Extract provided =>
◇ ◇ ◇ ◇ ◇

The role of charge recombination to spin-triplet excitons in non-fullerene acceptor organic solar cells
Authors:
Alexander J Gillett, Alberto Privitera, Rishat Dilmurat, Akchheta Karki, Deping Qian, Anton Pershin, Giacomo Londi, William K Myers, Jaewon Lee, Jun Yuan, Seo-Jin Ko, Moritz K Riede, Feng Gao, Guillermo C Bazan, Akshay Rao, Thuc-Quyen Nguyen, David Beljonne, Richard H Friend
Abstract:
The power conversion efficiencies (PCEs) of organic solar cells (OSCs) using
non-fullerene acceptors (NFAs) have now reached 18%. However, this is still
lower than inorganic solar cells, for which PCEs >20% are commonplace. A key
reason is that OSCs still show low open-circuit voltages (Voc) relative to
their optical band gaps, attributed to non-radiative recombination. For OSCs to
compete with inorganics in efficiency, all non-radiative loss pathways must be
identified and where possible, removed. Here, we show that in most NFA OSCs,
the majority of charge recombination at open-circuit proceeds via formation of
non-emissive NFA triplet excitons (T1); in the benchmark PM6:Y6 blend, this
fraction reaches 90%, contributing 60 mV to the reduction of Voc. We develop a
new design to prevent recombination via this non-radiative channel through the
engineering of significant hybridisation between the NFA T1 and the
spin-triplet charge transfer exciton (3CTE). We model that the rate of the back
charge transfer from 3CTE to T1 can be reduced by an order of magnitude,
allowing re-dissociation of the 3CTE. We then demonstrate NFA systems where T1
formation is suppressed. This work therefore provides a clear design pathway
for improved OSC performance to 20% PCE and beyond.

◇ ◇ ◇ ◇ ◇

Work to complete =>
(1) List every abbreviation that the abstract on non-fullerene acceptor solar cells defines, each with its full form.
(2) Translate this sentence from the abstract on non-fullerene acceptor solar cells into Spanish: "For OSCs to compete with inorganics in efficiency, all non-radiative loss pathways must be identified and where possible, removed."
(3) Answer from the abstract on non-fullerene acceptor solar cells:
(a) What power conversion efficiency have organic solar cells using non-fullerene acceptors now reached?
(b) In the PM6:Y6 blend, what fraction of charge recombination at open-circuit proceeds via NFA triplet excitons?
(c) By how much does the model say the rate of back charge transfer from 3CTE to T1 can be reduced?

◇ ◇ ◇ ◇ ◇

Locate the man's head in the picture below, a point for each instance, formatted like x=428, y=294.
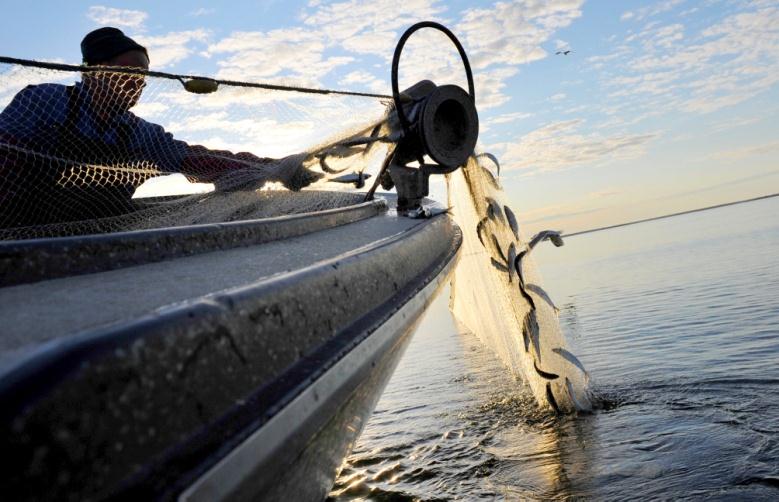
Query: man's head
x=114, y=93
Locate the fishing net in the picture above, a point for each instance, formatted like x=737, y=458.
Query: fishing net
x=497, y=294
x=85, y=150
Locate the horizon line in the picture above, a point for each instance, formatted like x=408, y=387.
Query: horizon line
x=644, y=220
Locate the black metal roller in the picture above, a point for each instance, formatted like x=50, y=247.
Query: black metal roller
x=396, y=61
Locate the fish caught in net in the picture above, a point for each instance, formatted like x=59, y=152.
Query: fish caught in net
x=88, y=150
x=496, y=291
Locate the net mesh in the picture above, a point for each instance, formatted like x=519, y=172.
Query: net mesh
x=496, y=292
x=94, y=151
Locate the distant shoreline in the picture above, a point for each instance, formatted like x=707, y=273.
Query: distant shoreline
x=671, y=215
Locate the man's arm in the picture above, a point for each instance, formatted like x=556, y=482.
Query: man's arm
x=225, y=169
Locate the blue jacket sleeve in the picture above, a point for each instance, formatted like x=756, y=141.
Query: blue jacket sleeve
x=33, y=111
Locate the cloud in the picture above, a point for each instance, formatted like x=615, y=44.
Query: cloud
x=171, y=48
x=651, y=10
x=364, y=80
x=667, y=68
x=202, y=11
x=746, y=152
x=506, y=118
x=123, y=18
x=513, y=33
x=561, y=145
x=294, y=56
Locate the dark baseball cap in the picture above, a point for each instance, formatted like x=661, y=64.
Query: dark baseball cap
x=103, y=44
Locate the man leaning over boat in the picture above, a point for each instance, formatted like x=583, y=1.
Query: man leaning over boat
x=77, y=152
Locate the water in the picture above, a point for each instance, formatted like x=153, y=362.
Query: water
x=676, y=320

◇ ◇ ◇ ◇ ◇

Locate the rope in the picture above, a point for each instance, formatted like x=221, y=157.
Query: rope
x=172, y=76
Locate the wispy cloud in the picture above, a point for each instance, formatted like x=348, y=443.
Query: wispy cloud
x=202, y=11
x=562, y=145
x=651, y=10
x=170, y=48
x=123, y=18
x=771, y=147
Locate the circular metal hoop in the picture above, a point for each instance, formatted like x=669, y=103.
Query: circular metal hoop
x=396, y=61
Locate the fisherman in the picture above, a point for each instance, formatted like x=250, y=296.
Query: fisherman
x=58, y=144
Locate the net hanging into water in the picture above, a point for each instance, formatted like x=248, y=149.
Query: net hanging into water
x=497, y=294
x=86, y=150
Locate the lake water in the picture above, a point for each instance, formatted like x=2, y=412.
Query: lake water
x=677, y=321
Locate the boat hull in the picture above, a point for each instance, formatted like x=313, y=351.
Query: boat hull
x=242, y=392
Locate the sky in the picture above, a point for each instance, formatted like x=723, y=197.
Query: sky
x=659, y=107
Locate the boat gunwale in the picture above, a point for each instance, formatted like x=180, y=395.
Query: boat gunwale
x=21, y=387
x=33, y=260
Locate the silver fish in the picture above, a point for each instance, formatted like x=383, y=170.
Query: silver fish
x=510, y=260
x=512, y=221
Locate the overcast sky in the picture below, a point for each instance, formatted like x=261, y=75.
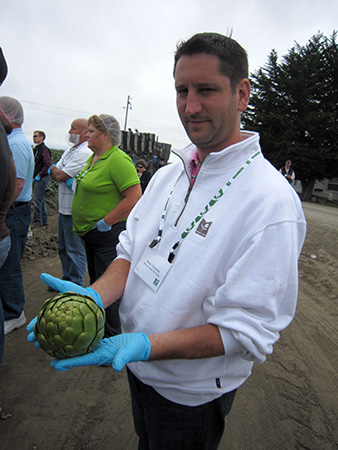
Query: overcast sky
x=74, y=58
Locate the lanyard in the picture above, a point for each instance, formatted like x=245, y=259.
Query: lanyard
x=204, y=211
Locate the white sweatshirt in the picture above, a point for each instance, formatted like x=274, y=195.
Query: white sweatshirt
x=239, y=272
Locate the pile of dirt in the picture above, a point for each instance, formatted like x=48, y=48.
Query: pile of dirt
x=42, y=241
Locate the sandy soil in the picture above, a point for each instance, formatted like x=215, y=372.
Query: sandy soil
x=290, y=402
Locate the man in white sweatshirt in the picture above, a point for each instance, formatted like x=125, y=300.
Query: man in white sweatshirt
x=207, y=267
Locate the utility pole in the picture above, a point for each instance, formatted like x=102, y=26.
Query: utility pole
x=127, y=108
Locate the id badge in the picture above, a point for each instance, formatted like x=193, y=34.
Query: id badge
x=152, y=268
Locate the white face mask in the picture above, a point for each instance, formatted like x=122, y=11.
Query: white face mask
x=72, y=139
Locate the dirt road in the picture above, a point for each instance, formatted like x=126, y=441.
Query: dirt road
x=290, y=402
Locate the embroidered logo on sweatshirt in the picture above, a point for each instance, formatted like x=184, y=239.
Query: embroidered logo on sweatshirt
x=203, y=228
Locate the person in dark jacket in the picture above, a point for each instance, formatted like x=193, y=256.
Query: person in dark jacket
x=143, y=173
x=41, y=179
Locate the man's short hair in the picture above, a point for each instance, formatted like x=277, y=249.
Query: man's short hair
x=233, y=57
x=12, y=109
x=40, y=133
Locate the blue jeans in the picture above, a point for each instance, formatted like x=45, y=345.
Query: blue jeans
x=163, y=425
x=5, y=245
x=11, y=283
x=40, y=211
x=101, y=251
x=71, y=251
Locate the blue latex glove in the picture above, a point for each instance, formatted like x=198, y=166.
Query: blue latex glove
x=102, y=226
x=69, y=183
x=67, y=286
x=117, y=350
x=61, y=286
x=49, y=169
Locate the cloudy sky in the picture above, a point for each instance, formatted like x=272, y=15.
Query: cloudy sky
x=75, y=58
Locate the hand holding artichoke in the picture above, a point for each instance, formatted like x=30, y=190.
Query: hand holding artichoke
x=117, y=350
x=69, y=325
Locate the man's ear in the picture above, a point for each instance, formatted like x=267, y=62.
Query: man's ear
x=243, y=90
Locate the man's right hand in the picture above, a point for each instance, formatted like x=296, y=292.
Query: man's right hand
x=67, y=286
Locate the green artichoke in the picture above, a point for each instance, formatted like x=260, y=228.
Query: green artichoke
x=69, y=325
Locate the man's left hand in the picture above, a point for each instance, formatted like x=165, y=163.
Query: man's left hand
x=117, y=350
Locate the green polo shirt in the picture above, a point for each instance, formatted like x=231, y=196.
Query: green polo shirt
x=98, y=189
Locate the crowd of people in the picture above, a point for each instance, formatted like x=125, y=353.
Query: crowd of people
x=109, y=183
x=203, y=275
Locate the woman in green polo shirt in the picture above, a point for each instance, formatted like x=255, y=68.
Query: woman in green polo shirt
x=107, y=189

◇ ◇ ◇ ◇ ◇

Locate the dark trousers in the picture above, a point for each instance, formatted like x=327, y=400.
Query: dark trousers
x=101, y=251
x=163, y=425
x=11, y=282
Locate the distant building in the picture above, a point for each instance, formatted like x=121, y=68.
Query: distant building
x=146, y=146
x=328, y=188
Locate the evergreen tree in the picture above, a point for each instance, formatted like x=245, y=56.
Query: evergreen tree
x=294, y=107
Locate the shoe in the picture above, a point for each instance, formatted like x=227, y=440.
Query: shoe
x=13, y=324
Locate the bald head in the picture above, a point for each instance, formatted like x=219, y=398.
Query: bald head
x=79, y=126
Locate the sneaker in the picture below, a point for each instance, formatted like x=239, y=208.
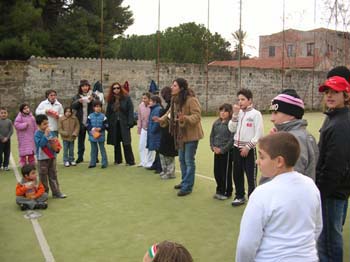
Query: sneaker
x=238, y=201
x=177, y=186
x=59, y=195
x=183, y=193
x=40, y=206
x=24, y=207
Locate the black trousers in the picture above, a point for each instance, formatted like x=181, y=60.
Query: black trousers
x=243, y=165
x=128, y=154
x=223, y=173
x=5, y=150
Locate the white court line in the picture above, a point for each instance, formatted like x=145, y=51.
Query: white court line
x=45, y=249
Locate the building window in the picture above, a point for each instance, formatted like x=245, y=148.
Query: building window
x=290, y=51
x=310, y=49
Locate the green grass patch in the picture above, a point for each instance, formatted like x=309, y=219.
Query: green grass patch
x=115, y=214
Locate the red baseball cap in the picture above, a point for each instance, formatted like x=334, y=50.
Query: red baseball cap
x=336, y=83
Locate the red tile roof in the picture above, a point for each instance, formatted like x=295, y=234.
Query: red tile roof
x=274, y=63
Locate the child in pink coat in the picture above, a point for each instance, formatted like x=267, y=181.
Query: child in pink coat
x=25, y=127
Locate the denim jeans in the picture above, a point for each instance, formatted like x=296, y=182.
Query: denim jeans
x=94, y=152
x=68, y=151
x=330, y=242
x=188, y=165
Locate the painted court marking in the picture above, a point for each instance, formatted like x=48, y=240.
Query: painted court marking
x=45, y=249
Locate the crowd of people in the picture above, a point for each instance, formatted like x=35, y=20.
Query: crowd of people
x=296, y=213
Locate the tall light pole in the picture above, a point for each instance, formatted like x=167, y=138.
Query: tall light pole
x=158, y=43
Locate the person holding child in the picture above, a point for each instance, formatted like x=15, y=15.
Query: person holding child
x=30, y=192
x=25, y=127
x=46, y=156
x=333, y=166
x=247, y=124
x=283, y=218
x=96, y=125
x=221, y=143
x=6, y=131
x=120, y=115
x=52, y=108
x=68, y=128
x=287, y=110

◇ ◇ ◇ ◇ ◇

Per-task answers =>
(1)
PCEs: power conversion efficiencies
OSCs: organic solar cells
NFAs: non-fullerene acceptors
Voc: open-circuit voltages
T1: NFA triplet excitons
3CTE: spin-triplet charge transfer exciton

(2) Para que las OSC compitan con los inorgánicos en eficiencia, todas las vías de pérdida no radiativa deben identificarse y, cuando sea posible, eliminarse.

(3)
(a) 18%
(b) 90%
(c) By an order of magnitude